**Reading passage**

In Trinidad, host of the CCJ, the half baked bread to cede criminal jurisdiction is yet to materialize but the controversial ‘section 34’ was sped through under the radar that even the bill movers later suffered from whip-lash. Opposition and governments continue to play hide and seek on all these critical issues, to our detriment. But, if as a citizen, you express doubt that we will ever get things done, you are labelled and called the worst names, described as backward and other descriptive jargon that singes the ears. If you express disappointment in what can only be ‘political charade’, then your office of citizen is below the threshold to be considered constructive criticism but mischief making.

**Material provided**
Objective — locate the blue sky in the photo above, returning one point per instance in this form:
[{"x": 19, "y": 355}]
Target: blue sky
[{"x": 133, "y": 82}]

**Actions to take**
• a. Please translate this sentence from the commentary on Trinidad politics into Spanish: "Opposition and governments continue to play hide and seek on all these critical issues, to our detriment."
• b. Write the next paragraph of the commentary on Trinidad politics, picking up after its last sentence.

**The results**
• a. La oposición y los gobiernos siguen jugando al escondite con todos estos asuntos críticos, en detrimento nuestro.

• b.
Time for Action

Dr. Gonsalves ended his homily, “The Book of Ecclesiastes reminds us that: ‘He that observeth the wind shall not sow, and he that regardeth the clouds shall not reap.’ The clarion call of old is still relevant: Time for Action.” Just this week, Dominica has decided it is time for action. Grenada has re-affirmed its commitment, while Haiti and Suriname are pushing for deeper collaboration. Where this new berth takes the regional movement is anyone’s guess. However, what is certain, this year marks the 40th year we have been saying, ‘It is time for action.’ What is also undisputable is well summed up by Professor Havelock Brewster:” regionalism, for all that is said about its survive or perish importance by political leaders, is run on a shoe string and mendicancy.”

I pray that the Joshua-ites will be more than willing to answer the call ahead. In the interim, I hope this opinion serves to jolt our regional leaders to understand that mature regionalism is not obtained through institutions, but through all of us. The time for action is not to implement, but for us to first mature from infantile grandstanding.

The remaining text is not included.